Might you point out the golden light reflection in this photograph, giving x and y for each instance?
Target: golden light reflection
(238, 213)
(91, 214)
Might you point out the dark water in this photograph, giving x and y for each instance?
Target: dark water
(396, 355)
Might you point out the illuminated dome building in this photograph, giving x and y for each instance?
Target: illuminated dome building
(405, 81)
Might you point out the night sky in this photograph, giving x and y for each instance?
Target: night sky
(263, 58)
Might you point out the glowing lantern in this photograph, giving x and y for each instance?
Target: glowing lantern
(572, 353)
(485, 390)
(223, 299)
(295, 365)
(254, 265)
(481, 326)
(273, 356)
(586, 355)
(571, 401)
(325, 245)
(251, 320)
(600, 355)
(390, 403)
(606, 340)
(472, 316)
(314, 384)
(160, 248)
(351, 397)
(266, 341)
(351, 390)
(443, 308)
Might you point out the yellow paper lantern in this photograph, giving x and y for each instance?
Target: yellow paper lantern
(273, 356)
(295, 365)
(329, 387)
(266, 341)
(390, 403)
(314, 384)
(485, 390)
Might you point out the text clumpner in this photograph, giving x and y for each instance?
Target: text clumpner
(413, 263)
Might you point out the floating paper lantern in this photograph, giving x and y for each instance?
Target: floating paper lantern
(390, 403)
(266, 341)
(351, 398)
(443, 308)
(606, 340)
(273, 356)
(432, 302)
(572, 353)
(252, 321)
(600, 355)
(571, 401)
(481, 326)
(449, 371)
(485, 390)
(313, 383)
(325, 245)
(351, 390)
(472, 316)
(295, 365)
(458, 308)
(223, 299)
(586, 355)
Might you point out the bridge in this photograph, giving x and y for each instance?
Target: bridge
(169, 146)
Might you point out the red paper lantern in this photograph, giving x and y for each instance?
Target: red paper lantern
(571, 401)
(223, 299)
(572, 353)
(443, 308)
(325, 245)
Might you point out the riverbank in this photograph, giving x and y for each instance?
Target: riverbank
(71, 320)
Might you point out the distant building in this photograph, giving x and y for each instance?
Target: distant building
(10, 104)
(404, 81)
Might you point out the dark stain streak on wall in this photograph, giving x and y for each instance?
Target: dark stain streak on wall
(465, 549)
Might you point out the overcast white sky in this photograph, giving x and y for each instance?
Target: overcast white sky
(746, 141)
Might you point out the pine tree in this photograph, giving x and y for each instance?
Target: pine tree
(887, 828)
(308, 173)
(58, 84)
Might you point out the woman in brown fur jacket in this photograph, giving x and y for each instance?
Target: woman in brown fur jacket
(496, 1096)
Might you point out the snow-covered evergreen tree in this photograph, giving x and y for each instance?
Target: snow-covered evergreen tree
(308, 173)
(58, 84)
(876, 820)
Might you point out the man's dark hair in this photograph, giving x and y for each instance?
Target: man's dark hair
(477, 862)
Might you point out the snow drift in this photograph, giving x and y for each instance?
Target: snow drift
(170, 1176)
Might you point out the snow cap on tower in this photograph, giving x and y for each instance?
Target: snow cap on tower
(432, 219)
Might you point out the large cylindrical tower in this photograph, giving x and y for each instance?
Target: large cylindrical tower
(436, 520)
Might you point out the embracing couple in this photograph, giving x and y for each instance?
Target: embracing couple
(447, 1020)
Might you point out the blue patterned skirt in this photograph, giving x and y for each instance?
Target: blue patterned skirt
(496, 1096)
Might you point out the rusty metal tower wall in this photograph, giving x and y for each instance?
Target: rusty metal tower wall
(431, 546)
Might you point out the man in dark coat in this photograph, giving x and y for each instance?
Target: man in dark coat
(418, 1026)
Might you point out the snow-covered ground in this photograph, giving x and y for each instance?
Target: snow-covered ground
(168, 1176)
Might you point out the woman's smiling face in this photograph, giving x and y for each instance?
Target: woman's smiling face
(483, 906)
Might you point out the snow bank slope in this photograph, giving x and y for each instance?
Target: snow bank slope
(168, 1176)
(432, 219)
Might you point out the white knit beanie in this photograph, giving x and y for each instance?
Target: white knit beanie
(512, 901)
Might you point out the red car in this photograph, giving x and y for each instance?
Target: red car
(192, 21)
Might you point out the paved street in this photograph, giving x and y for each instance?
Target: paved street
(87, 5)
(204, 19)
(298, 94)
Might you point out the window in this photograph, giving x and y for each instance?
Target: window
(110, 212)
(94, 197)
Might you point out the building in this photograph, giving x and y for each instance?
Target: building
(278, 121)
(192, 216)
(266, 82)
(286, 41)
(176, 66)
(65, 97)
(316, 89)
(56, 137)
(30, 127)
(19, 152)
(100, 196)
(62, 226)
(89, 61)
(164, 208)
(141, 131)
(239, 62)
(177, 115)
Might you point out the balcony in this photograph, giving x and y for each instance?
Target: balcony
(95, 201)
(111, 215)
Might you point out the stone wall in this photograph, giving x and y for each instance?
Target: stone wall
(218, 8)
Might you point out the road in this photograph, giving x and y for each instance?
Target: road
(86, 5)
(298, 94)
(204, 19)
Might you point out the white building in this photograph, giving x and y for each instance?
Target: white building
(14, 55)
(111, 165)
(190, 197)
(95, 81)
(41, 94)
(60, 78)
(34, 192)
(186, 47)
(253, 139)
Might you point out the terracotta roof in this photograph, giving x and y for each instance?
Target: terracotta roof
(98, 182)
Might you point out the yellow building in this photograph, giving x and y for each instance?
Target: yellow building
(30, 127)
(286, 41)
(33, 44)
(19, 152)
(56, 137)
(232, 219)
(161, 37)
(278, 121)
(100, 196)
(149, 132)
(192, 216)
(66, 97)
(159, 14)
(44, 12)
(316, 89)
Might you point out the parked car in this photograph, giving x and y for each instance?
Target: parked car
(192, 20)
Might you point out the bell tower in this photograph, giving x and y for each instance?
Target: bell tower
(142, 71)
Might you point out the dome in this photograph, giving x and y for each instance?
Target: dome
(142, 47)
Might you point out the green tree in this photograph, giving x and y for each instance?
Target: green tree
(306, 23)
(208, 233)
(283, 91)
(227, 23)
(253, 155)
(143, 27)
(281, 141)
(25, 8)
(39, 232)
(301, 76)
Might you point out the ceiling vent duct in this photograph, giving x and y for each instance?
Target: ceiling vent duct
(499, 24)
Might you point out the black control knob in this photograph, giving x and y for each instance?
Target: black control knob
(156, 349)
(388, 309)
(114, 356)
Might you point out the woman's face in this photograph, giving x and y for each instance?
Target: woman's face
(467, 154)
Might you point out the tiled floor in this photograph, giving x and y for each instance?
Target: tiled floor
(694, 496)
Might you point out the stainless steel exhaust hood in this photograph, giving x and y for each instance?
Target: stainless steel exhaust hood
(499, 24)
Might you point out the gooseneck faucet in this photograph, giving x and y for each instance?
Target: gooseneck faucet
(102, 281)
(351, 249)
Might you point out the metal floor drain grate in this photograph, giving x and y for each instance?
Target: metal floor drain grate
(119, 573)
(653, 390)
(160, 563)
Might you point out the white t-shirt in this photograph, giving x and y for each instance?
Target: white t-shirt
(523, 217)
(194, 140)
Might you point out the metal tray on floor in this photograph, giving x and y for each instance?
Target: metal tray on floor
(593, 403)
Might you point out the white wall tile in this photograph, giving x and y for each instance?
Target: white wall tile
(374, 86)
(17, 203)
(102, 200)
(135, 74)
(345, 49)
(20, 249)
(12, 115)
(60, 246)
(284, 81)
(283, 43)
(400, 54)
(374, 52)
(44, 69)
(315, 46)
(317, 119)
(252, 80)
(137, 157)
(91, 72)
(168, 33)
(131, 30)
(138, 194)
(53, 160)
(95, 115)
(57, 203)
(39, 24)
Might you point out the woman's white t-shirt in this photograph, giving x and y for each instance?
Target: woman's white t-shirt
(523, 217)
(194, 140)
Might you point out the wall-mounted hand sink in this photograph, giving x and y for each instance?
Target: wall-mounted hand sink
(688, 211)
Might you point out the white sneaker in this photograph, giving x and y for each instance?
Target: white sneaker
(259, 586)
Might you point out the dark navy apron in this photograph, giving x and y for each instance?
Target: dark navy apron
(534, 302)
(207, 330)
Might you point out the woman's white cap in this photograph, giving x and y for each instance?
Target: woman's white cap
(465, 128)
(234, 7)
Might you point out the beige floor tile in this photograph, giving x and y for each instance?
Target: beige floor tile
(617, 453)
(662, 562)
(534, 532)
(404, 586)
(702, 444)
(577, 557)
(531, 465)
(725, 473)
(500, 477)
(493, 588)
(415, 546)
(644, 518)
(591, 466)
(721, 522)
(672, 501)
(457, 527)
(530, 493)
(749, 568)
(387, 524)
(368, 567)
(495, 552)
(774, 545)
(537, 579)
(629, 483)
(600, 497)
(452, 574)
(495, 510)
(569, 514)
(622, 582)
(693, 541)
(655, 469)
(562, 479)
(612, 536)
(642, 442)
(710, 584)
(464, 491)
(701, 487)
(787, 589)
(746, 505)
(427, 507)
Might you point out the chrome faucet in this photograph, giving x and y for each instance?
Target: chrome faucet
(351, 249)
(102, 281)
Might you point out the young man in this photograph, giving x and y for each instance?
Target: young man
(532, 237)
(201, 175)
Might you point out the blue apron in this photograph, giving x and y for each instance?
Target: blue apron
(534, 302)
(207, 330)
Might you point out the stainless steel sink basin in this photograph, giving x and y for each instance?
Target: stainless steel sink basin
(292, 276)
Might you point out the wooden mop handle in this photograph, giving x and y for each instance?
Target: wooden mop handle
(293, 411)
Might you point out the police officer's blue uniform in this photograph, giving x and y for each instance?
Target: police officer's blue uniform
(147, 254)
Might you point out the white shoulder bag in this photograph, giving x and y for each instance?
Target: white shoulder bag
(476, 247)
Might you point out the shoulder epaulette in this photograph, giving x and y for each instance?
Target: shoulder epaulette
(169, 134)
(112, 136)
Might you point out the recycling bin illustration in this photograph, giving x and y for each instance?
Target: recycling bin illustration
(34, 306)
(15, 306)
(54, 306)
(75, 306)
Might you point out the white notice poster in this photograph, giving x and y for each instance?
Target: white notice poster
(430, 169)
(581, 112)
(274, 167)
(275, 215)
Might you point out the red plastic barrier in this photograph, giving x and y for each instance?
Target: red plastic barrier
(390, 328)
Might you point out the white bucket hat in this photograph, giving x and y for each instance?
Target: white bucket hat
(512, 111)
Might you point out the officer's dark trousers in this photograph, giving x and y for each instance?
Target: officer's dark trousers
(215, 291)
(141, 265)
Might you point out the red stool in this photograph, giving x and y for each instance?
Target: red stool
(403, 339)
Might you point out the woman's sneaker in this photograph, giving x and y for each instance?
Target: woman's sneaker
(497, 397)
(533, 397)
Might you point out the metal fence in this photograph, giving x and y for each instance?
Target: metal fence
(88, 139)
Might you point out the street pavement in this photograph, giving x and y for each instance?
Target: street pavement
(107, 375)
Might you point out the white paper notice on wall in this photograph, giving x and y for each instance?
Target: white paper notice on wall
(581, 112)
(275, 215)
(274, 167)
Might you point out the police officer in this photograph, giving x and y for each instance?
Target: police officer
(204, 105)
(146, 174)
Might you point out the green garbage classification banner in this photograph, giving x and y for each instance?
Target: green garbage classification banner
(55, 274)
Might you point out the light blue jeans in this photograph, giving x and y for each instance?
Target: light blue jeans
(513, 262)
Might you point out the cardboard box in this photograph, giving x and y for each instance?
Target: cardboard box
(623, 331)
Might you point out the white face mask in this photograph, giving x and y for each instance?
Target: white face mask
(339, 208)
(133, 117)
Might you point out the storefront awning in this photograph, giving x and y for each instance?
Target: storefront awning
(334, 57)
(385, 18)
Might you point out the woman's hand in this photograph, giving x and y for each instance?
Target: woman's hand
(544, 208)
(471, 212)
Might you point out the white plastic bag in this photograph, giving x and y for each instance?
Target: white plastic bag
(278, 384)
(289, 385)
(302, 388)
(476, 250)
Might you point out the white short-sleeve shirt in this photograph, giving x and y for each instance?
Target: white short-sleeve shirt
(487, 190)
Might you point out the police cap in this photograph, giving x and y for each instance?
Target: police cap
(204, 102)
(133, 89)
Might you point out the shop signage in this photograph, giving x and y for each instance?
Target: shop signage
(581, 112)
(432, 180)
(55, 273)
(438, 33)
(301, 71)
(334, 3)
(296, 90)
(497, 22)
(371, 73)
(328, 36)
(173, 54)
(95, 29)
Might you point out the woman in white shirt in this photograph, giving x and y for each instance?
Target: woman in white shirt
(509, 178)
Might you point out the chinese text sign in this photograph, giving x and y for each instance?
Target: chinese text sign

---

▶ TASK DESCRIPTION
Give again exactly, and only, the lines above starting at the one with "Might you point out the red plastic" and ending at the one with "Might you point out the officer's".

▶ RESULT OF THE EXERCISE
Might you point out the red plastic barrier in this photograph, giving x and y for each instance?
Target: red plastic barrier
(390, 328)
Might you point out the white bucket hat in this photograph, giving x and y for each instance?
Target: white bucket hat
(512, 111)
Might you point out the officer's dark trousers in this photograph, giving x and y for each instance?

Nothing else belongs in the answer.